If a line in the material below has the string "snowy", copy it out.

+ + + + +

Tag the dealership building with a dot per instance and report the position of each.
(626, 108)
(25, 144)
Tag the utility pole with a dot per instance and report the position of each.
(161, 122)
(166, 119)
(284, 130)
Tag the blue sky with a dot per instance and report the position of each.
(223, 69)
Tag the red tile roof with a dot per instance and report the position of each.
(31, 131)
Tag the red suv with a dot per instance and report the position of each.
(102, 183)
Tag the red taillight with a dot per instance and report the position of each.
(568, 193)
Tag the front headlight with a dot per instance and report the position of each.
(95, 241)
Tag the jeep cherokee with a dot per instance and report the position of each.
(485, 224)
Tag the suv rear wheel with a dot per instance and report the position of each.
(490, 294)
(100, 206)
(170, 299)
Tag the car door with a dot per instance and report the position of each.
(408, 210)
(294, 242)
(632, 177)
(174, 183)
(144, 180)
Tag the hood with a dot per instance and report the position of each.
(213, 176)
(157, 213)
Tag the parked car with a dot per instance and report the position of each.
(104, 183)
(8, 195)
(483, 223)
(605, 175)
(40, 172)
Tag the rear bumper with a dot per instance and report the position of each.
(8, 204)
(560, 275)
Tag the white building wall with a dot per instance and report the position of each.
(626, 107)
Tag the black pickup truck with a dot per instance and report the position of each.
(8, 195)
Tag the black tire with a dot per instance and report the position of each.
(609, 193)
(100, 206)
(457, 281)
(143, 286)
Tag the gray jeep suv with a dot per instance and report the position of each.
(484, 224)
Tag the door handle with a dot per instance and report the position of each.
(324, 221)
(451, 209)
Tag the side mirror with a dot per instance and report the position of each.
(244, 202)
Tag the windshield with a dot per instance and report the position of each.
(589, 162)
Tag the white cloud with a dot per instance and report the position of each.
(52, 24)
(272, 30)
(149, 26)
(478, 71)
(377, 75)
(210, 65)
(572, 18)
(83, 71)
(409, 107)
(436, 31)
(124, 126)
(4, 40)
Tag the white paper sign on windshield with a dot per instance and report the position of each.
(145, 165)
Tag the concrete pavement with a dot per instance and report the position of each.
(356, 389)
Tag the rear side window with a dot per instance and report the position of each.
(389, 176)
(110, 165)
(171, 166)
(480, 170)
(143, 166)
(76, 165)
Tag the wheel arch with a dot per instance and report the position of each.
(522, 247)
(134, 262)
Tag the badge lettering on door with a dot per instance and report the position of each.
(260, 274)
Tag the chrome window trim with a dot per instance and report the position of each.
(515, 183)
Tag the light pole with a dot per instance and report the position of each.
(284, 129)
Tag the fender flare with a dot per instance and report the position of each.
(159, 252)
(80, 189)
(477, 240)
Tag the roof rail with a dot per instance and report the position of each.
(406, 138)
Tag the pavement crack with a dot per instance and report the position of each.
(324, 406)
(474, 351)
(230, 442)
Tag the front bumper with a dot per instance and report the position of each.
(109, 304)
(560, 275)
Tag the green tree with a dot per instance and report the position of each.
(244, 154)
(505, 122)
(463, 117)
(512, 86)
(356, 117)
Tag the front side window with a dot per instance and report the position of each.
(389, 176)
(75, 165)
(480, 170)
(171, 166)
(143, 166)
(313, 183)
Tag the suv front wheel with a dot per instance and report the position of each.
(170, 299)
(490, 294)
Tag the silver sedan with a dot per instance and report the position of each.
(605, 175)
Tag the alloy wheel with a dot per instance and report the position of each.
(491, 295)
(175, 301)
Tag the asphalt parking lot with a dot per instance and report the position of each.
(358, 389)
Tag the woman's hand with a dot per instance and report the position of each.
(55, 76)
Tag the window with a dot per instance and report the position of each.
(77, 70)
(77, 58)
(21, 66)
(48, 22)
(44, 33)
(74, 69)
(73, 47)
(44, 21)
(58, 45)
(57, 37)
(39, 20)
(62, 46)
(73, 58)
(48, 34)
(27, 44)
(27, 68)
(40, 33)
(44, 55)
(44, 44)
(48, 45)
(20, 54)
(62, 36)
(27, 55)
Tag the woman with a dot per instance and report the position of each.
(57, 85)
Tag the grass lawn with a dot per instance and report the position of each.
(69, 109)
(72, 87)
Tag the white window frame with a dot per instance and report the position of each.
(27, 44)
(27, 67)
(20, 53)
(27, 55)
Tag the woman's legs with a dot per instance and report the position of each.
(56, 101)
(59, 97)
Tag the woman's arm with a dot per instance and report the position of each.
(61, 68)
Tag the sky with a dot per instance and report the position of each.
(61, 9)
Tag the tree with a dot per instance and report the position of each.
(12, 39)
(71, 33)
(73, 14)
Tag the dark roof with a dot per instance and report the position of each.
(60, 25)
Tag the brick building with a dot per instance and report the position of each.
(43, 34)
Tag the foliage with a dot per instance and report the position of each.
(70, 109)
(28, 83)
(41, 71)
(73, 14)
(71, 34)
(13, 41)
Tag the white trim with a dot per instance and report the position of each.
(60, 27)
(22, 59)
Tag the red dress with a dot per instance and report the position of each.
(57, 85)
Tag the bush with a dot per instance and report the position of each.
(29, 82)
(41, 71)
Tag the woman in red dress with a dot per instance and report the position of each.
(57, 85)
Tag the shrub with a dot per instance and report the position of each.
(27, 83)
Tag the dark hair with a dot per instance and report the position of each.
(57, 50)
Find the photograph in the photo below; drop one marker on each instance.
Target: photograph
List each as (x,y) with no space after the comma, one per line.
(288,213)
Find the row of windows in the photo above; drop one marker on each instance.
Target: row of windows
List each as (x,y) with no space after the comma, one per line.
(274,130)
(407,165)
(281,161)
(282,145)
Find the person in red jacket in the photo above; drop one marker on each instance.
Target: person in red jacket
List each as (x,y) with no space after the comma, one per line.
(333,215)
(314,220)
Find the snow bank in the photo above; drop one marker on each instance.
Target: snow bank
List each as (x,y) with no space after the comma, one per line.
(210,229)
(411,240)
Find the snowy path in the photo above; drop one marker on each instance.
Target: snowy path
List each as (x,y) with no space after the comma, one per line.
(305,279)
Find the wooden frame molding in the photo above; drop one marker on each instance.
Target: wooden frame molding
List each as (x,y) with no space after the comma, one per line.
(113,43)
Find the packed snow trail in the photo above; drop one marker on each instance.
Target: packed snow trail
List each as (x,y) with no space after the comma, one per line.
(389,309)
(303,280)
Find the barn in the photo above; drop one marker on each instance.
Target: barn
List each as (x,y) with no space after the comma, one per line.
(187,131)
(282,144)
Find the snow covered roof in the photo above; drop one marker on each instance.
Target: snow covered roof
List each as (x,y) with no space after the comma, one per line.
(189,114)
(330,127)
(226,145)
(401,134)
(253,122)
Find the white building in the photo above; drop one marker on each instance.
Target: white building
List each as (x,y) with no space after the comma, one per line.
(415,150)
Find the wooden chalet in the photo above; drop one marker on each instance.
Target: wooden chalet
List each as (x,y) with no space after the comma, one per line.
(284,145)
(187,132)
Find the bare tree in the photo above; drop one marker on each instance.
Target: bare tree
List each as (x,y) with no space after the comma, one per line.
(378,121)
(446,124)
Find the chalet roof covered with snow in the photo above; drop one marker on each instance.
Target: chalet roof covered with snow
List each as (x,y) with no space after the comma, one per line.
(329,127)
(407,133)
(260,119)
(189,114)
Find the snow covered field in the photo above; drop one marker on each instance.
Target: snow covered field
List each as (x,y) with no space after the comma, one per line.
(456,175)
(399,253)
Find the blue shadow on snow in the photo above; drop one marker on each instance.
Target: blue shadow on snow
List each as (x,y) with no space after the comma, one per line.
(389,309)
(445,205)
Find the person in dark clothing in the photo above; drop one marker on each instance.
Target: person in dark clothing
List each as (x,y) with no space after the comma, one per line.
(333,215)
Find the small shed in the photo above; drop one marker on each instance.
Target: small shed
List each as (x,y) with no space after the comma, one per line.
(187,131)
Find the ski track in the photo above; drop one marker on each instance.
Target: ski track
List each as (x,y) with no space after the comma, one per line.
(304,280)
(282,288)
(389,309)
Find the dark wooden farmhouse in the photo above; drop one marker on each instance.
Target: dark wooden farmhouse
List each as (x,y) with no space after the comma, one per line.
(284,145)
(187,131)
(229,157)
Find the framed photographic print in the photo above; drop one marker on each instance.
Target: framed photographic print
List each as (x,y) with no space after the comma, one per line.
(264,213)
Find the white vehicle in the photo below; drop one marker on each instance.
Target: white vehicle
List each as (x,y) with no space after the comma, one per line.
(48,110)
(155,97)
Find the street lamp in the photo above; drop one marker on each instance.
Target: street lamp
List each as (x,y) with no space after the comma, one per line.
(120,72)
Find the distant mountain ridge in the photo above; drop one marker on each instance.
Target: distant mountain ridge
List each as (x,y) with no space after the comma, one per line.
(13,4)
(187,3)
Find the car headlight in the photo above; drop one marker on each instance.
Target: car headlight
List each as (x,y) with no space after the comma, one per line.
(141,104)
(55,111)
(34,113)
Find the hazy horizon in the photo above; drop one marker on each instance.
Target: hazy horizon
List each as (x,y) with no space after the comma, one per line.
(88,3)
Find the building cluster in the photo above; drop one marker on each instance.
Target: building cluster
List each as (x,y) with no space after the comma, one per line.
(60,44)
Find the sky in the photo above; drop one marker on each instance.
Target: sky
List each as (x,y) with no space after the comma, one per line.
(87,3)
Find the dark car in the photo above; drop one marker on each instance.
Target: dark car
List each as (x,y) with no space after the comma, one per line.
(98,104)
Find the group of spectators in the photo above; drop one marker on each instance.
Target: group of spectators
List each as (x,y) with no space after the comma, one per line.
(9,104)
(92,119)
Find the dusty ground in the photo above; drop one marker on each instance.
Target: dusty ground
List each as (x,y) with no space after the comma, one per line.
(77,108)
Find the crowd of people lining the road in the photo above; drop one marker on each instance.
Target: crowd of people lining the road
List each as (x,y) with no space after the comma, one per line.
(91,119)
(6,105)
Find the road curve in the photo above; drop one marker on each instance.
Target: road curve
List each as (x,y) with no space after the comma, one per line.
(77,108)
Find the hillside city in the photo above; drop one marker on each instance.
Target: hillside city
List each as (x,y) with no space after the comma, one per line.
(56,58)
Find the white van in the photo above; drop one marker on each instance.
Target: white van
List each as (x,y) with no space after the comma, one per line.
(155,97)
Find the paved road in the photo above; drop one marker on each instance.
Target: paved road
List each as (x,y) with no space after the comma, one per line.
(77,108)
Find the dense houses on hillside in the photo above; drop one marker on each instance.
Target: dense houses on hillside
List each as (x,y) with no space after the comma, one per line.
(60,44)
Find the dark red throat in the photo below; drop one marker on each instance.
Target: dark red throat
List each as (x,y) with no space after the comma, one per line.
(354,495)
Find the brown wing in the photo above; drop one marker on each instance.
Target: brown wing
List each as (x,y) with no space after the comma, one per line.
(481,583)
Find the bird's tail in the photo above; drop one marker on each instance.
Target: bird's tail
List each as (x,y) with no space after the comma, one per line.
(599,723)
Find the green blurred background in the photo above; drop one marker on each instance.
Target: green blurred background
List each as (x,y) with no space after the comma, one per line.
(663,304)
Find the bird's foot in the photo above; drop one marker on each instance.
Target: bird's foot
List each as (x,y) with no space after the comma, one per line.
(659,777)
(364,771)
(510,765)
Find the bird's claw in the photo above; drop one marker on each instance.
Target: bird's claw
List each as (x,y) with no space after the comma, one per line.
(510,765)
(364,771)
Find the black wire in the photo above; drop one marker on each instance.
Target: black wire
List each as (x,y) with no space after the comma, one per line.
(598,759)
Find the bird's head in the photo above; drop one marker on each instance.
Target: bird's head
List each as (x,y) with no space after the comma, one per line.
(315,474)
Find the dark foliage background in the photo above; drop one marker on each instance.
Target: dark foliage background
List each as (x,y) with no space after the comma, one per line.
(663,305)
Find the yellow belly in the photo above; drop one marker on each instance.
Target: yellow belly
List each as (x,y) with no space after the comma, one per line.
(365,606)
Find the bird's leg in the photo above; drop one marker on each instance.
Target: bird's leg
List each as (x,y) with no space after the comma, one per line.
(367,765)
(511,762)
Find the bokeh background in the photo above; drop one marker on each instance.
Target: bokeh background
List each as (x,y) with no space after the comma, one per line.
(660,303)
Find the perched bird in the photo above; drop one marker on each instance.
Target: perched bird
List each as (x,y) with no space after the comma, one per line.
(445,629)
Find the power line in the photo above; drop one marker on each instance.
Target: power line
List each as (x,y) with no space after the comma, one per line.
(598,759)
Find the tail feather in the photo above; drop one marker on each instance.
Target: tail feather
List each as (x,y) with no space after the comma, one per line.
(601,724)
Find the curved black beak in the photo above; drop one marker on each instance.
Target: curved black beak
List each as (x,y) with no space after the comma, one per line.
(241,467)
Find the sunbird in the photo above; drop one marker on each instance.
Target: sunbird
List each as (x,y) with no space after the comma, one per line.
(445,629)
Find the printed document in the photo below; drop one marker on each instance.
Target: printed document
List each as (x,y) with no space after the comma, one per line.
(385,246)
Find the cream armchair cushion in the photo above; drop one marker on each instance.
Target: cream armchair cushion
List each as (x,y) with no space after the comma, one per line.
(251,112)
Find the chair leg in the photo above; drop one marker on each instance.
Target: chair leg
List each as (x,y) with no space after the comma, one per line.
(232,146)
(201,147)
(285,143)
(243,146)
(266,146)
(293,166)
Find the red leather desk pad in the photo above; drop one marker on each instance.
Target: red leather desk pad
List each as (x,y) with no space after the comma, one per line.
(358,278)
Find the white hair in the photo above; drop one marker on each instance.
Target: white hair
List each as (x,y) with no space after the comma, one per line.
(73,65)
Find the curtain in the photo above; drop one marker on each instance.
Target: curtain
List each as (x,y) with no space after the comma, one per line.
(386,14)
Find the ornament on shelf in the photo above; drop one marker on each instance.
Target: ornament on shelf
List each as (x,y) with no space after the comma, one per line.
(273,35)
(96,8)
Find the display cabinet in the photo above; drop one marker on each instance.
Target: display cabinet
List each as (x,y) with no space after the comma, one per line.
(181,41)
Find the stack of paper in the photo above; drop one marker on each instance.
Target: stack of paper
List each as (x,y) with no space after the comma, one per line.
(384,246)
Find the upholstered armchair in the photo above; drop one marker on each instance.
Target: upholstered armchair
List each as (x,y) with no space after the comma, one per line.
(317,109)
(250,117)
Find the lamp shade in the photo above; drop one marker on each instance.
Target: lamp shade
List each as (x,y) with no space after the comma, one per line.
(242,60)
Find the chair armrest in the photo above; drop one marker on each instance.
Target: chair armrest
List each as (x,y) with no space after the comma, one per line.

+ + + + +

● Exercise answer:
Find the snowy path in the photo above; drop one marker on each instance.
Target: snowy path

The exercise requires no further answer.